**Work instructions**
Please pull out every line of the items below and reproduce each one unchanged.

───── Data listing

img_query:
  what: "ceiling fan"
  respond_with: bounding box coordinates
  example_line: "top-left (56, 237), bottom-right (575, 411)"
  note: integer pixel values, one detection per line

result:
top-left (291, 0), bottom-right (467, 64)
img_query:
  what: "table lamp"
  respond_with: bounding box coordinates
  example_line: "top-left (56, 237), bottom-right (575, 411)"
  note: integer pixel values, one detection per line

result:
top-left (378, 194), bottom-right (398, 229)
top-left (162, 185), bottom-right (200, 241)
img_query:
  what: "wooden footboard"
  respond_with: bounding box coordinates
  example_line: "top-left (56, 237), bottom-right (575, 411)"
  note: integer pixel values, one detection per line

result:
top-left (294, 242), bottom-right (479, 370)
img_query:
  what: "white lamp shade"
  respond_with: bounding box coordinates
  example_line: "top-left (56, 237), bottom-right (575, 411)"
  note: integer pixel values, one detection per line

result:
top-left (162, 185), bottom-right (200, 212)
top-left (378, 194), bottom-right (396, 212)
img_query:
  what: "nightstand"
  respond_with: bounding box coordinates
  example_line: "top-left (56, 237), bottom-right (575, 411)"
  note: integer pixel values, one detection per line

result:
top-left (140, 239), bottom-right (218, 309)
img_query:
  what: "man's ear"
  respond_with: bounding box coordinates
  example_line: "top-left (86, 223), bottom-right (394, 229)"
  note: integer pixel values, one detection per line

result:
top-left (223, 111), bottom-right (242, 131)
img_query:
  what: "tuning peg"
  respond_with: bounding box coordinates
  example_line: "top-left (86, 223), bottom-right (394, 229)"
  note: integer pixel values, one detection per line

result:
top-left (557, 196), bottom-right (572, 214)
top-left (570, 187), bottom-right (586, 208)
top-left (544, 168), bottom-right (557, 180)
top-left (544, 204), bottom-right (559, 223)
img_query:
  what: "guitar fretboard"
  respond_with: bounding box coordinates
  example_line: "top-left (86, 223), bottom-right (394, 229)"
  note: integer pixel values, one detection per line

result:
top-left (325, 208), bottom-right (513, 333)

──────────

**Result of the task**
img_query:
  what: "ceiling fan"
  respond_with: bounding box coordinates
  example_line: "top-left (56, 237), bottom-right (575, 411)"
  note: integer pixel values, one detection per line

result:
top-left (291, 0), bottom-right (467, 64)
img_query:
  what: "table lamp"
  respond_with: bounding box coordinates
  example_line: "top-left (56, 237), bottom-right (575, 411)"
  note: integer pixel values, one detection per line

result:
top-left (378, 194), bottom-right (398, 229)
top-left (162, 185), bottom-right (200, 241)
img_query:
  what: "wooden footboard"
  respond_with: bounding box coordinates
  example_line: "top-left (56, 237), bottom-right (575, 411)"
  note: integer pixel values, one detection per line

result:
top-left (294, 242), bottom-right (479, 370)
img_query:
  what: "white lamp shade"
  respond_with: bounding box coordinates
  example_line: "top-left (56, 237), bottom-right (575, 411)"
  note: integer pixel values, one detection per line

result:
top-left (162, 185), bottom-right (200, 212)
top-left (378, 194), bottom-right (396, 212)
img_query:
  what: "nightstand"
  respond_with: bounding box coordinates
  example_line: "top-left (56, 237), bottom-right (575, 411)"
  note: integer pixel values, one detection per line

result:
top-left (140, 239), bottom-right (218, 309)
img_query:
  what: "man's ear"
  respond_with: bounding box coordinates
  example_line: "top-left (86, 223), bottom-right (394, 229)"
  note: integer pixel values, one detection per line

result:
top-left (223, 111), bottom-right (242, 131)
img_query:
  what: "tuning peg"
  respond_with: bounding box coordinates
  example_line: "top-left (86, 223), bottom-right (394, 229)"
  note: integer pixel values, one detection per line

result:
top-left (557, 196), bottom-right (572, 214)
top-left (570, 187), bottom-right (586, 208)
top-left (544, 168), bottom-right (557, 180)
top-left (544, 204), bottom-right (559, 223)
img_query:
  what: "guitar fretboard"
  respond_with: bounding box coordinates
  example_line: "top-left (86, 223), bottom-right (394, 229)"
  note: integer pixel values, one detection per line

result:
top-left (325, 208), bottom-right (513, 333)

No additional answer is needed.